Start of Extract to read

# which cross would you do?



## Ron-NY (Aug 6, 2007)

I have permission to use the pollen from the kovachii hybrids. Which of these three http://home.golden.net/~orchids/news.html would you put on Phrag Praying Mantis (longifolium x boisserianum) and why?


----------



## Marco (Aug 6, 2007)

Susan Decker....it would be interesting to see how the petals come out


----------



## Heather (Aug 6, 2007)

I would vote for Haley Decker, to get the color in there. I think the Praying Mantis shape will be dominant, and keep the longer twisty petals. 

I think Praying Mantis is a great name, by the way.


----------



## SlipperFan (Aug 6, 2007)

If I may be so bold, why are you wanting to use Praying Mantis?


----------



## gonewild (Aug 6, 2007)

Alfredo Manrique because of the Walter Schomburg heritage.


----------



## Kyle (Aug 6, 2007)

SlipperFan said:


> If I may be so bold, why are you wanting to use Praying Mantis?



Yeah, is there another choice? Maybe Ruby Slippers or Maria Glanz.

Kyle


----------



## Candace (Aug 6, 2007)

I was going to say why Praying Mantis, too?


----------



## Ron-NY (Aug 6, 2007)

I love my Praying Mantis...did you notice how friendly of a flower it is ??? They are even holding hands.


----------



## Grandma M (Aug 7, 2007)

Ron. How cool :wink:

I had to go back and look. They are holding hands. I love it.


----------



## goldenrose (Aug 7, 2007)

gonewild said:


> Alfredo Manrique because of the Walter Schomburg heritage.


Curious - Cape Sunset has Eric Young as a parent, same as Walter Schomburg, so why not Susan Decker?

End of Extract to read
Start of Data listing

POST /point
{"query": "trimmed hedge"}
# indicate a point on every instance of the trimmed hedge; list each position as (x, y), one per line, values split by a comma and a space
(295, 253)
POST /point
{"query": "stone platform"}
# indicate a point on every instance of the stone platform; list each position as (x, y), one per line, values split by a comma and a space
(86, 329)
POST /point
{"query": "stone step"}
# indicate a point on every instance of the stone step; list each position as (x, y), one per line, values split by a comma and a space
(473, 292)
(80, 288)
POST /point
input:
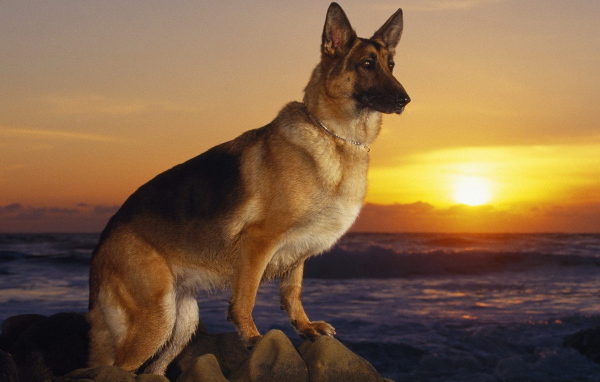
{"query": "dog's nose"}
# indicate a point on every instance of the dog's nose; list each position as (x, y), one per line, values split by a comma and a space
(404, 100)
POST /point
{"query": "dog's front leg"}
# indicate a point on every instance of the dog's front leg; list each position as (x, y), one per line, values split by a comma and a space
(291, 291)
(254, 258)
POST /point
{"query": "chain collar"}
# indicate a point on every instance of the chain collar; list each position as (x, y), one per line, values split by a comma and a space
(356, 143)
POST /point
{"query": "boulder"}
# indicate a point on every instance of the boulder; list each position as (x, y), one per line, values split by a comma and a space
(330, 361)
(205, 369)
(227, 347)
(273, 358)
(587, 342)
(8, 368)
(98, 374)
(56, 348)
(13, 326)
(51, 347)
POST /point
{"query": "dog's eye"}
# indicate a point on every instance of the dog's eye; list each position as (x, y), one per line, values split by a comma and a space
(368, 64)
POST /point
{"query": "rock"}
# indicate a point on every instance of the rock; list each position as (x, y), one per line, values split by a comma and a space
(330, 361)
(51, 347)
(8, 368)
(150, 378)
(587, 342)
(226, 347)
(273, 358)
(108, 374)
(55, 348)
(98, 374)
(13, 326)
(205, 369)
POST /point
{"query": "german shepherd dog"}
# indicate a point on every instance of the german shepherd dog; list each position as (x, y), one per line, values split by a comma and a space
(248, 210)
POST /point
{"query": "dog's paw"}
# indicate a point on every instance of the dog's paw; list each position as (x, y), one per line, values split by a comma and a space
(315, 329)
(250, 342)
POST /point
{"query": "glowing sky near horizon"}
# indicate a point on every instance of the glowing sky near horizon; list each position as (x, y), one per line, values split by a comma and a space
(96, 98)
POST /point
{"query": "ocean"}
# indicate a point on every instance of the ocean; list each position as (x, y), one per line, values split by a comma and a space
(419, 307)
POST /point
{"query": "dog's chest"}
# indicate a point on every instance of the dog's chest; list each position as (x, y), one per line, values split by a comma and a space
(312, 237)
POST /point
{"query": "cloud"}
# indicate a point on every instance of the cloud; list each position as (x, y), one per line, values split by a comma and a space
(55, 134)
(424, 217)
(96, 104)
(80, 218)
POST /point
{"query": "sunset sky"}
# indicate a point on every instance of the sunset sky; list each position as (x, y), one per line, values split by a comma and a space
(502, 134)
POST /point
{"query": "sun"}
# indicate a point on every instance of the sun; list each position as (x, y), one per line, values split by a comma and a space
(472, 190)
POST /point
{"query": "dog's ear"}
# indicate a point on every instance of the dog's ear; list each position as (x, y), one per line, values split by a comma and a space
(391, 31)
(338, 35)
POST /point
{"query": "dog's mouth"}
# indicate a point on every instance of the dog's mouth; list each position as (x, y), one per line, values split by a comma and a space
(388, 104)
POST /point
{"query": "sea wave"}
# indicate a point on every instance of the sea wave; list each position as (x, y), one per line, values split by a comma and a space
(381, 262)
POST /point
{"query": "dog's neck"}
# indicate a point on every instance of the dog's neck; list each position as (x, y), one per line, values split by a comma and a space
(330, 132)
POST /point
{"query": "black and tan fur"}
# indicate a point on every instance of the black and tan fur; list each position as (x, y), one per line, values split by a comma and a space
(251, 209)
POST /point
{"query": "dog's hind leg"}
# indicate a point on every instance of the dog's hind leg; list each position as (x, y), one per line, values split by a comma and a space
(134, 306)
(185, 325)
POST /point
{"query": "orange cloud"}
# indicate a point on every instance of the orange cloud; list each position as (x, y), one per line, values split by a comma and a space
(424, 217)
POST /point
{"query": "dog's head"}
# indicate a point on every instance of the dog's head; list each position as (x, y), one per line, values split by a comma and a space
(362, 69)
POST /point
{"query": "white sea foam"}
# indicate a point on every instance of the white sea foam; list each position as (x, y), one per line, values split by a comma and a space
(450, 308)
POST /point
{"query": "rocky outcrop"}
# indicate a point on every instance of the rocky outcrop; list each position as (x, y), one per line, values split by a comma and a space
(36, 348)
(587, 342)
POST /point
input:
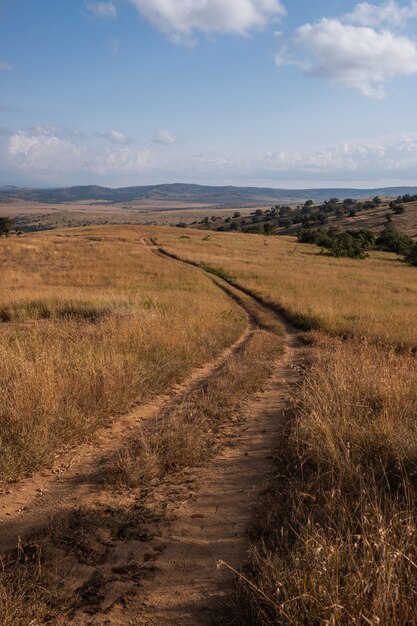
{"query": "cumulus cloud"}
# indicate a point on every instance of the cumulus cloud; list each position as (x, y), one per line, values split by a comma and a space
(102, 9)
(390, 13)
(181, 18)
(6, 67)
(165, 137)
(343, 156)
(122, 160)
(116, 137)
(42, 150)
(359, 56)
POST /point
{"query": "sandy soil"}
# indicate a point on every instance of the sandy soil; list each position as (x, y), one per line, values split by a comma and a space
(168, 573)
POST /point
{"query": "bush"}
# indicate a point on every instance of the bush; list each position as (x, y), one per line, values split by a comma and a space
(411, 256)
(348, 245)
(391, 240)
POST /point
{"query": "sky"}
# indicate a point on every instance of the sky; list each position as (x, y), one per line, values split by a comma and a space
(271, 93)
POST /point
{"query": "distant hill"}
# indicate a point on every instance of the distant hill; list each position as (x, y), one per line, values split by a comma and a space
(219, 196)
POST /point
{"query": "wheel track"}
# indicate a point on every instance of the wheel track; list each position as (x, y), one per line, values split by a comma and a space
(187, 587)
(76, 475)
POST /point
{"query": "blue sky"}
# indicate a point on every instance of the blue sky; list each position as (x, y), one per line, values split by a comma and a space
(246, 92)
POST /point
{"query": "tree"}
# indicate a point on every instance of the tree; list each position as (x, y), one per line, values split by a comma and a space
(268, 229)
(411, 256)
(391, 240)
(348, 245)
(5, 225)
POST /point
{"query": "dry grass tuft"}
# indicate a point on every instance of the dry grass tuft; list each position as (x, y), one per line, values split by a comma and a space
(92, 325)
(375, 298)
(336, 540)
(24, 596)
(185, 434)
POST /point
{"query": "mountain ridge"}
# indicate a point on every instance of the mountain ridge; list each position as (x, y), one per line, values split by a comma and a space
(227, 195)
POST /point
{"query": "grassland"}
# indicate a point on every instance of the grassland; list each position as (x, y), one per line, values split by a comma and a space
(92, 322)
(375, 298)
(335, 540)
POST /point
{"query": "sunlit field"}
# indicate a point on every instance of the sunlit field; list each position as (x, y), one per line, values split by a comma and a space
(335, 541)
(92, 322)
(376, 298)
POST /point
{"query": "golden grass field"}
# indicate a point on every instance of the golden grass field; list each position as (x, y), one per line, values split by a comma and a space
(375, 298)
(93, 322)
(336, 539)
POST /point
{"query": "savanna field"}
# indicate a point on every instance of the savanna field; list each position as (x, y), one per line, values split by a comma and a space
(94, 322)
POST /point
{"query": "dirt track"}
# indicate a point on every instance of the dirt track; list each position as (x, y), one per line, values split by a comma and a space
(206, 509)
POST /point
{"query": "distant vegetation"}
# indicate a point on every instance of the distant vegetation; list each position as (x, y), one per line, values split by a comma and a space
(90, 323)
(290, 219)
(5, 225)
(356, 244)
(335, 540)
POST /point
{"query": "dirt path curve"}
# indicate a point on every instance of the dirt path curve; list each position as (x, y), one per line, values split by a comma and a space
(206, 509)
(211, 521)
(76, 477)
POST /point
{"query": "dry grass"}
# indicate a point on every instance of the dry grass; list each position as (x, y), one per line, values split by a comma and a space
(335, 542)
(77, 540)
(375, 298)
(92, 323)
(186, 433)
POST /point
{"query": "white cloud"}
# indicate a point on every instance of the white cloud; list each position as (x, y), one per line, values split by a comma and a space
(358, 56)
(122, 160)
(116, 137)
(102, 9)
(342, 156)
(40, 149)
(390, 13)
(212, 159)
(181, 18)
(165, 137)
(6, 67)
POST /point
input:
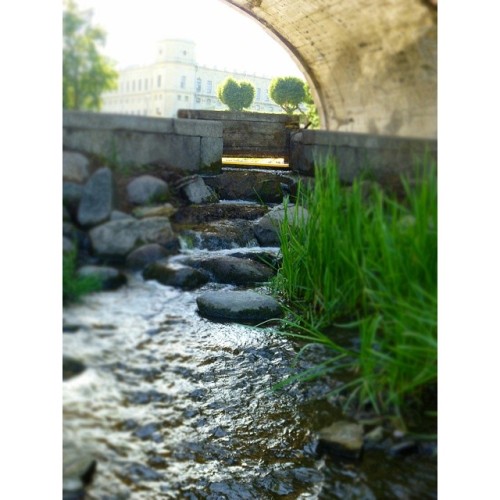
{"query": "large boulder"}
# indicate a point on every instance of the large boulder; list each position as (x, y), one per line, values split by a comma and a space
(98, 198)
(266, 229)
(146, 189)
(243, 307)
(118, 238)
(75, 167)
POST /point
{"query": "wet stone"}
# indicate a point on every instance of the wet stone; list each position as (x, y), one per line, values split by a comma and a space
(185, 278)
(343, 439)
(245, 307)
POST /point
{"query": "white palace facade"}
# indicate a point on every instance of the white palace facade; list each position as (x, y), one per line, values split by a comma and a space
(175, 81)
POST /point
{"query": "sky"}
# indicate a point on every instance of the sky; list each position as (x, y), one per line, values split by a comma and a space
(224, 37)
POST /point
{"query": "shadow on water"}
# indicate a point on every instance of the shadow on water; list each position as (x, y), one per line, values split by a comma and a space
(172, 405)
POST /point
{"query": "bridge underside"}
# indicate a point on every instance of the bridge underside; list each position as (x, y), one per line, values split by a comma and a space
(372, 65)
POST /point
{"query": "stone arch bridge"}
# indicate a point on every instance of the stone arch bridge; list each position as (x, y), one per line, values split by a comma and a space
(371, 64)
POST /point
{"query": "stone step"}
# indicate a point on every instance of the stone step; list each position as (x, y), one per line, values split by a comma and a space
(258, 185)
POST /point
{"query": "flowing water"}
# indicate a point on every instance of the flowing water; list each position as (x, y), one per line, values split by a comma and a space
(172, 405)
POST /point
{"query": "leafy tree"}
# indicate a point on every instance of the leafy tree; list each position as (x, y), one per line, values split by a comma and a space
(288, 92)
(311, 113)
(86, 73)
(236, 95)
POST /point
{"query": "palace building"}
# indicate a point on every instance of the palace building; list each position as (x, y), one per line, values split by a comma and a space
(176, 81)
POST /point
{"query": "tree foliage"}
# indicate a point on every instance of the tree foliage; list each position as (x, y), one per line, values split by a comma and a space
(236, 95)
(288, 92)
(86, 72)
(311, 113)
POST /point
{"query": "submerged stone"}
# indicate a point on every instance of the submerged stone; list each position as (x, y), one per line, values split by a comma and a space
(186, 278)
(342, 439)
(245, 307)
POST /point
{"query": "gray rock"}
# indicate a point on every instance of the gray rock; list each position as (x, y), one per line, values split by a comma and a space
(118, 238)
(98, 198)
(196, 191)
(342, 439)
(146, 254)
(75, 167)
(244, 307)
(146, 189)
(186, 278)
(110, 278)
(117, 215)
(232, 270)
(266, 229)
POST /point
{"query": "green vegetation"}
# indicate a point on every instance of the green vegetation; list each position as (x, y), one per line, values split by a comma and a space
(366, 263)
(288, 92)
(236, 95)
(86, 73)
(74, 286)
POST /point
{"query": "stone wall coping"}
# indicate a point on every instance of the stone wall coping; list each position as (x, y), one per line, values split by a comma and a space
(202, 114)
(110, 121)
(358, 140)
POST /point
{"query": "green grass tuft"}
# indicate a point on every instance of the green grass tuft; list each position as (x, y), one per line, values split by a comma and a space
(373, 260)
(74, 286)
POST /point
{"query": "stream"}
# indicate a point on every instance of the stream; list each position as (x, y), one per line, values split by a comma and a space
(172, 405)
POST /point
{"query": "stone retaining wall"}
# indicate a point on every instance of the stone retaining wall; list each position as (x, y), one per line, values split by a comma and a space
(385, 157)
(247, 134)
(190, 145)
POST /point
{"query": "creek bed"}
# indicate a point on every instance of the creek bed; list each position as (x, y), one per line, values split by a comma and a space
(172, 405)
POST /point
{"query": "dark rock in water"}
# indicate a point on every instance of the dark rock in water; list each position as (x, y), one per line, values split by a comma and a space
(72, 367)
(146, 189)
(147, 254)
(250, 185)
(72, 195)
(404, 448)
(201, 214)
(79, 467)
(220, 235)
(186, 278)
(110, 278)
(245, 307)
(98, 198)
(231, 270)
(68, 246)
(343, 439)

End of Data listing

## [Challenges]
1. Answer these questions from the orchid thread:
(a) What two plants are the parents of Phrag Praying Mantis?
(b) Which kovachii hybrid did Heather vote for?
(c) According to goldenrose, which plant is a parent of Cape Sunset?
2. Write out the orchid thread word for word from "Susan Decker....it would" to "by the way.".

## [Answers]
1.
(a) Longifolium and boisserianum.
(b) Haley Decker.
(c) Eric Young.

2.
Susan Decker....it would be interesting to see how the petals come out


----------



## Heather (Aug 6, 2007)

I would vote for Haley Decker, to get the color in there. I think the Praying Mantis shape will be dominant, and keep the longer twisty petals. 

I think Praying Mantis is a great name, by the way.